GAZZY: SI SINGO EDAN DAN PERSAHABATAN YANG TAK TERDUGA
Kalau hidup ini
ibarat film, maka pertemuanku dengan Gazzy jelas bukan film drama romantis.
Lebih tepatnya film action dengan adegan kejar-kejaran di awal, tawa di
tengah, dan pelukan persaudaraan di akhir. Bedanya, gak ada kamera, gak ada
sutradara—semuanya real, terjadi di lorong Fakultas Ekonomi Universitas
tempatku kuliah dulu, di kota Malang yang dinginnya sering menampar lembut tapi
menyimpan hangatnya kenangan.
Aku waktu itu
masih mahasiswa semester tiga. Masih culun, rambut belah pinggir, kemeja flanel
kotak-kotak yang entah kenapa tiap difoto warnanya selalu norak, dan sandal
jepit kampus yang udah mulai botak di tumit. Hari itu, niatku cuma sederhana:
numpang lewat, numpang lihat, numpang penasaran. Tapi ternyata, hidup kadang
suka bercanda dengan niat baik.

_Cuplikan Data_
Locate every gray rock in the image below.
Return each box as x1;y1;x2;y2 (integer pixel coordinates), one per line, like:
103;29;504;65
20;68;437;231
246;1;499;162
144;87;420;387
---
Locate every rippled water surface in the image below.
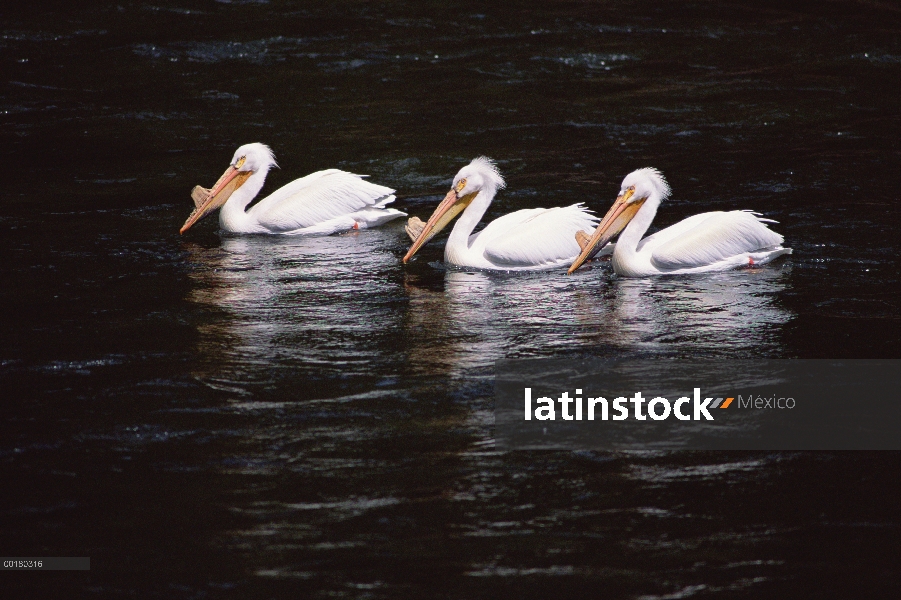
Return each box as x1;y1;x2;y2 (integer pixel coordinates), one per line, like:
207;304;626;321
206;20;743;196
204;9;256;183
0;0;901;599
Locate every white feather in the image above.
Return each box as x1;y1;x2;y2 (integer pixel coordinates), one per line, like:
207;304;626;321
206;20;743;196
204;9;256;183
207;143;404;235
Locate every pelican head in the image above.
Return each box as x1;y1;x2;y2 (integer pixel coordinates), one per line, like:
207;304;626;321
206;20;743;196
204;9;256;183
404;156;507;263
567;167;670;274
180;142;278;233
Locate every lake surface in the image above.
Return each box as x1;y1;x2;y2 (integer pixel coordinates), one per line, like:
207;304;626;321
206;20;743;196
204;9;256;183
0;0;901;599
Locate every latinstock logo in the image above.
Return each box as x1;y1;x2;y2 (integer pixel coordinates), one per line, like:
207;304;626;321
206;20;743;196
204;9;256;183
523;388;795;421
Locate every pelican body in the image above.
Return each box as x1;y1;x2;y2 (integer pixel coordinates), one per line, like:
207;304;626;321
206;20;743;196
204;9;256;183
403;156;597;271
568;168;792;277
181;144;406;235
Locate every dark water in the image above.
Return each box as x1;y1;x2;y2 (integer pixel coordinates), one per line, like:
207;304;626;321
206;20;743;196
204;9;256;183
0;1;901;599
--
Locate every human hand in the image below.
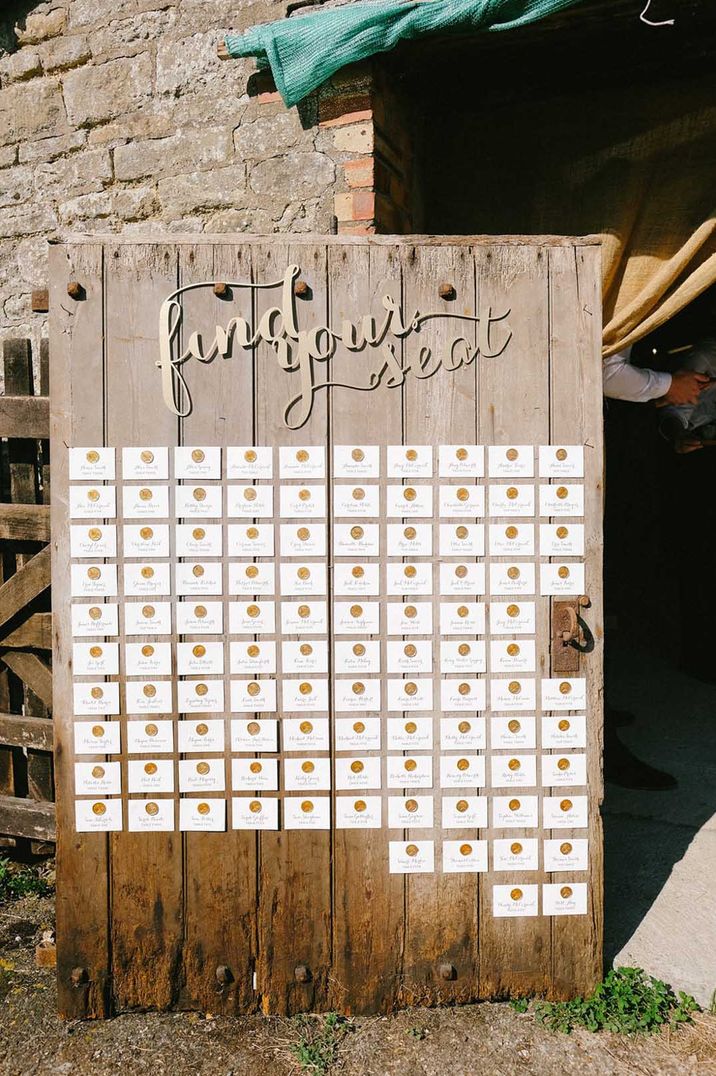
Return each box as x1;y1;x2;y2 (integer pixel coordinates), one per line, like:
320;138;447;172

_Yang Dikerjakan_
- 1) Menurut cerita tentang Gazzy, pencerita sedang kuliah di semester berapa saat itu?
- 2) Tuliskan lanjutan cerita tentang Gazzy mulai setelah kalimat terakhirnya.

_Jawaban Latihan_
- 1) Semester tiga.

- 2)
Di depan
kesekretariatan Senat Mahasiswa Ekonomi, sekumpulan senior sedang nongkrong.
Suasananya seperti markas “penguasa kampus.” Tawa mereka keras, posisi duduknya
santai tapi penuh wibawa, seolah dunia perkuliahan ini berputar di sekitar meja
itu saja. Dan di tengah keramaian itu, ada satu sosok yang langsung mencuri
perhatian: Gazzy.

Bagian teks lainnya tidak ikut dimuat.